Directions —
Below are entries; write every one of them out again exactly.

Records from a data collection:
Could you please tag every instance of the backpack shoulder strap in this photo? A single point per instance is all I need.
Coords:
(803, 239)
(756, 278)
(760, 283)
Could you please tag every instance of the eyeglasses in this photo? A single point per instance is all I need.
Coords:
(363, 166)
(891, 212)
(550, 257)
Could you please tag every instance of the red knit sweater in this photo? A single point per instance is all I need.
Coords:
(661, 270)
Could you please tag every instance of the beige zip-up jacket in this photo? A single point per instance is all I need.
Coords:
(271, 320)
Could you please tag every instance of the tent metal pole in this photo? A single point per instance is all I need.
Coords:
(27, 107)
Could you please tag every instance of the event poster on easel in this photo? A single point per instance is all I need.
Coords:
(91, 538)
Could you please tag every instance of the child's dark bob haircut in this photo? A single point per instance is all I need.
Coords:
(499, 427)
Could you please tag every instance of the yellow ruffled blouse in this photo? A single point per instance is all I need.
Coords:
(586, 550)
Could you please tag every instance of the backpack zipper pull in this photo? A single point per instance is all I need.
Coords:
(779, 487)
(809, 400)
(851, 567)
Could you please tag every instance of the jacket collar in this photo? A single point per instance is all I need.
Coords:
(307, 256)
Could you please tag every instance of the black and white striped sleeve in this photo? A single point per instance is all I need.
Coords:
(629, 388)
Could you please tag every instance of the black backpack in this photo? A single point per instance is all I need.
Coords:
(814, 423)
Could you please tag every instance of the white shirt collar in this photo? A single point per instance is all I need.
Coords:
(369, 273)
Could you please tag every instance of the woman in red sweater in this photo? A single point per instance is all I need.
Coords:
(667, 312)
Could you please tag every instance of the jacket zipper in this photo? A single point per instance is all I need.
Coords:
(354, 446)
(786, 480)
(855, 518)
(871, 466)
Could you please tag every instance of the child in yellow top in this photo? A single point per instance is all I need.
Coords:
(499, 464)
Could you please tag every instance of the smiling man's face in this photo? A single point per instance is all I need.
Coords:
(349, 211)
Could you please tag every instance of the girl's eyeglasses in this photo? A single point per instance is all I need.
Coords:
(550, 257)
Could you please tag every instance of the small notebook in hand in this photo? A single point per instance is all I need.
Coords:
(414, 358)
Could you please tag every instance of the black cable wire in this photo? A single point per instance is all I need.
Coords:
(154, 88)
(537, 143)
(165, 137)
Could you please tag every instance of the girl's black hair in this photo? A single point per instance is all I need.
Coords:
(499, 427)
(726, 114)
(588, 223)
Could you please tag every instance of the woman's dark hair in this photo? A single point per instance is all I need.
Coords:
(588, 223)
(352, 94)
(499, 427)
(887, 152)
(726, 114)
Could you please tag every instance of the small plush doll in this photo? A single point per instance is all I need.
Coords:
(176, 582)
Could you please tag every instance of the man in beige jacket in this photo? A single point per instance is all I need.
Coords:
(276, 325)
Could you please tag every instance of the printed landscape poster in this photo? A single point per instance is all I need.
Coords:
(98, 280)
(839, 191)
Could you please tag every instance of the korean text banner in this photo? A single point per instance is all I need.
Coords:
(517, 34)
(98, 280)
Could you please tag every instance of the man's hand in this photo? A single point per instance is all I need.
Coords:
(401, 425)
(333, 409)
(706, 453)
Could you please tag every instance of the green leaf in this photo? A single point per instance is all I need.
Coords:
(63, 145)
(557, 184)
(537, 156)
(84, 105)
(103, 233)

Result for this task —
Could you please tag every instance of the backpack shoulder strap in this photo? A single point per instance is all I need.
Coords:
(803, 239)
(756, 278)
(760, 283)
Could you please tag every instance of the eyeglasses in this photo? A single point per instance is all I need.
Coords:
(363, 166)
(891, 212)
(550, 257)
Could you please tag every instance of the red knit sweater in this photo? A single point per instance is all I need.
Coords:
(661, 270)
Could you please tag every instance of the beige zip-up jacket in this photo? A single point per instance is all I need.
Coords:
(271, 320)
Could you please tag every instance of the tent metal pole in this photo? A single point per instance is all I need.
Coords:
(27, 107)
Could you please tag every instance of the event poster on easel in this photo? A single point per instance is all I need.
Coords:
(91, 538)
Could you please tag every instance of the child's dark bob haircut in this photo? A single point per instance is all I need.
Coords:
(499, 427)
Could you please tag every instance of the yellow ruffled blouse in this photo? A single point per instance is all I need.
Coords:
(586, 550)
Could you please tag every instance of the backpack zipper pull in this photo? A single point per instance is all I need.
Coords:
(779, 487)
(809, 400)
(851, 567)
Could you please tag every instance of the jacket collar in this photo? A single point per instance is all I need.
Coords:
(307, 256)
Could you please tag every instance of the black and white striped sleeve in this photo? A single point per instance is all I need.
Coords:
(629, 388)
Could you please tag every instance of the black backpack in this photo? A single point per instance is all I need.
Coords:
(814, 423)
Could you please tag every instance of the white shirt collar in this photo? A single point per instance is all I need.
Coords:
(369, 273)
Could you please tag every instance of the woman in red sweater in this photo? A single point per instance is all I need.
Coords:
(667, 312)
Could you please tag every instance of the jacket zipper in this photo? A single point per instance is all I need.
Coords:
(354, 446)
(786, 480)
(855, 518)
(871, 466)
Could you please tag every instance of the child in yellow top in this photo? A single point per instance is all I need.
Coords:
(499, 464)
Could you please tag every instance of the smiling man's face in this photo? A single point per instance is all I need.
Coords:
(349, 211)
Could you please tag every instance of the girl's eyeglasses in this photo? A single point per instance is all I need.
Coords:
(550, 257)
Could you please tag every instance of the small notebook in hand in this photo? A single point per instance is all I need.
Coords:
(414, 358)
Could you please tag every instance of the black cable wire in this photo? A single point per instance is all I need.
Coords:
(154, 88)
(537, 143)
(165, 137)
Could you please tag every instance of the girl's black hair in this photo? A single point per instance is all I need.
Coords:
(499, 427)
(726, 114)
(588, 223)
Could you please tag every instance of the woman's dark hair in this photo? A single point per instance is all I need.
Coords:
(588, 223)
(352, 94)
(499, 427)
(887, 152)
(726, 114)
Could you please tag every instance of the small plush doll in this photo? A single point per instance is all I need.
Coords:
(176, 582)
Could you please tag every instance of the man in beige jacket in this photo? A single point per instance is all I need.
Coords:
(276, 325)
Could you please tag every instance of the printed landscape poster in this photo? A single point per instance is all I need.
Coords:
(98, 280)
(839, 191)
Could you please tag every instance of the korean text banner in this photo? A single point per instance is all I need.
Coords:
(517, 34)
(98, 280)
Could you please tag every instance of the man's hand in this photo? A single point per instance is all I need.
Coords:
(401, 425)
(333, 409)
(706, 453)
Could you please tag every instance of the green leaf in this photo? A single point per instance is all I need.
Coords:
(63, 145)
(557, 184)
(537, 156)
(84, 105)
(103, 233)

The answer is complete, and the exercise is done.